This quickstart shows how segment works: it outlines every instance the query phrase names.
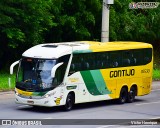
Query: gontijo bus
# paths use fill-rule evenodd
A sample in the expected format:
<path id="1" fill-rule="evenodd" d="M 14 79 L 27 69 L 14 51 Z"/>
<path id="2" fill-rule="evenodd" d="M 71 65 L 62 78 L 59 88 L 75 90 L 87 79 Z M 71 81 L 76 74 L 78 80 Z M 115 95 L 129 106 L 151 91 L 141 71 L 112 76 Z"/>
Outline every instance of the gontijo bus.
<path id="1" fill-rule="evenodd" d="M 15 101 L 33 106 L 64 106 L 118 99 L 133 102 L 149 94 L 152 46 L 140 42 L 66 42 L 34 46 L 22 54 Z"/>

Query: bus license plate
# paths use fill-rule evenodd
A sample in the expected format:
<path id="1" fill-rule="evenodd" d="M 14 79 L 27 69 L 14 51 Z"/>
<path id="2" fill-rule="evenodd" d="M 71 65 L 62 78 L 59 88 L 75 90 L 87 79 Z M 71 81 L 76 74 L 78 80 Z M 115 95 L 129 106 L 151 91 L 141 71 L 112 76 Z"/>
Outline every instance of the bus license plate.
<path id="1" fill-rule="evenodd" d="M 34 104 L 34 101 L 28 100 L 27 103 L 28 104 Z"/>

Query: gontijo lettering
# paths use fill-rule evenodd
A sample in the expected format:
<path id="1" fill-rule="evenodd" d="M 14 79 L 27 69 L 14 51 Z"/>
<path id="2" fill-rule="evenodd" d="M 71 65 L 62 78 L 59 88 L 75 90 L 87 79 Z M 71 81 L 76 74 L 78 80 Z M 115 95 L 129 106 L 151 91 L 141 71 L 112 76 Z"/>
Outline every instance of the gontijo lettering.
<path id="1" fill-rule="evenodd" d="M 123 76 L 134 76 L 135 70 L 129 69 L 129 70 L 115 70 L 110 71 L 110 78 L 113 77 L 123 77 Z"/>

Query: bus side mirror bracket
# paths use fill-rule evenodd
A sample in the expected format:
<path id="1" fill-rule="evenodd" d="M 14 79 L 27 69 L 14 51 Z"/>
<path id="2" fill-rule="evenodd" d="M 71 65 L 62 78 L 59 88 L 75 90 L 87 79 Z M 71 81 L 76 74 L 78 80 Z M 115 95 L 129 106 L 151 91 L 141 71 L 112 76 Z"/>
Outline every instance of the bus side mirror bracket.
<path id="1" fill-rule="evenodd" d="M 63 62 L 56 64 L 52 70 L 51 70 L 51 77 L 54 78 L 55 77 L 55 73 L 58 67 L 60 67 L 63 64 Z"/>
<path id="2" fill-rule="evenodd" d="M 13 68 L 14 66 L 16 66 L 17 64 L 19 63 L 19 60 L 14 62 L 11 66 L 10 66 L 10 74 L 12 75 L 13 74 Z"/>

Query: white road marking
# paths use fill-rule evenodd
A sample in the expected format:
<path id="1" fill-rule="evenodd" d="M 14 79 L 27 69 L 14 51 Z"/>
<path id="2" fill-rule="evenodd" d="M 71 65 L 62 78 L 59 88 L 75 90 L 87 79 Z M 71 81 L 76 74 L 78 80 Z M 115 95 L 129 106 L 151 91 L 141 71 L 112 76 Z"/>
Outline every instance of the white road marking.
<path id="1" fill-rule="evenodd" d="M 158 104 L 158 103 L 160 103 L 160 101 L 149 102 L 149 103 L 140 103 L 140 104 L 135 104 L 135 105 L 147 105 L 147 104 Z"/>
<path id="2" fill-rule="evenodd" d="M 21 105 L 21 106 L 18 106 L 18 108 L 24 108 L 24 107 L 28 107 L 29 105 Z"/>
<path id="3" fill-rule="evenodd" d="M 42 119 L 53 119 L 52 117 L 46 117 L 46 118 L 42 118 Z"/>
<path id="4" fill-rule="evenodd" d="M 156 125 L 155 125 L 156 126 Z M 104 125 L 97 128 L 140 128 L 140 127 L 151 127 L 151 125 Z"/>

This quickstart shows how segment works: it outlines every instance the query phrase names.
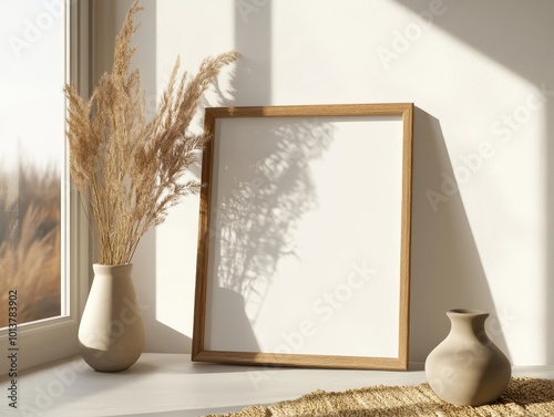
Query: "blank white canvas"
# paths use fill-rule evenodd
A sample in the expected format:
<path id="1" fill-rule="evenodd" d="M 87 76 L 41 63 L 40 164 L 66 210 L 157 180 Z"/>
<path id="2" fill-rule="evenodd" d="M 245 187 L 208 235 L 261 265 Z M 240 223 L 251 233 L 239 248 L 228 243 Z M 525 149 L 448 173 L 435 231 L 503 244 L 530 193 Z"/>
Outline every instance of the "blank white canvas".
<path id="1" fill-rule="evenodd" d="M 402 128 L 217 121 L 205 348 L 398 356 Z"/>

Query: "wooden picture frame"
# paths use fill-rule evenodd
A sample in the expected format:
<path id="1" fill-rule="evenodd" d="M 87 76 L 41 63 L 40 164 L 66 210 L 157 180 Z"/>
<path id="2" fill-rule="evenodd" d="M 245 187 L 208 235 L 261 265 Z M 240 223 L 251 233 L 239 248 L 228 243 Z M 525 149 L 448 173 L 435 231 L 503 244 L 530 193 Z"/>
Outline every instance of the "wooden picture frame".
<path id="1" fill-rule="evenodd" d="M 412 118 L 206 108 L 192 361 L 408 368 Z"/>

□ □ □ □

YOUR TASK
List every line above that contains the word "plate", matching case exactly.

RESPONSE TO THE TASK
Query: bus license plate
Outline every instance of the bus license plate.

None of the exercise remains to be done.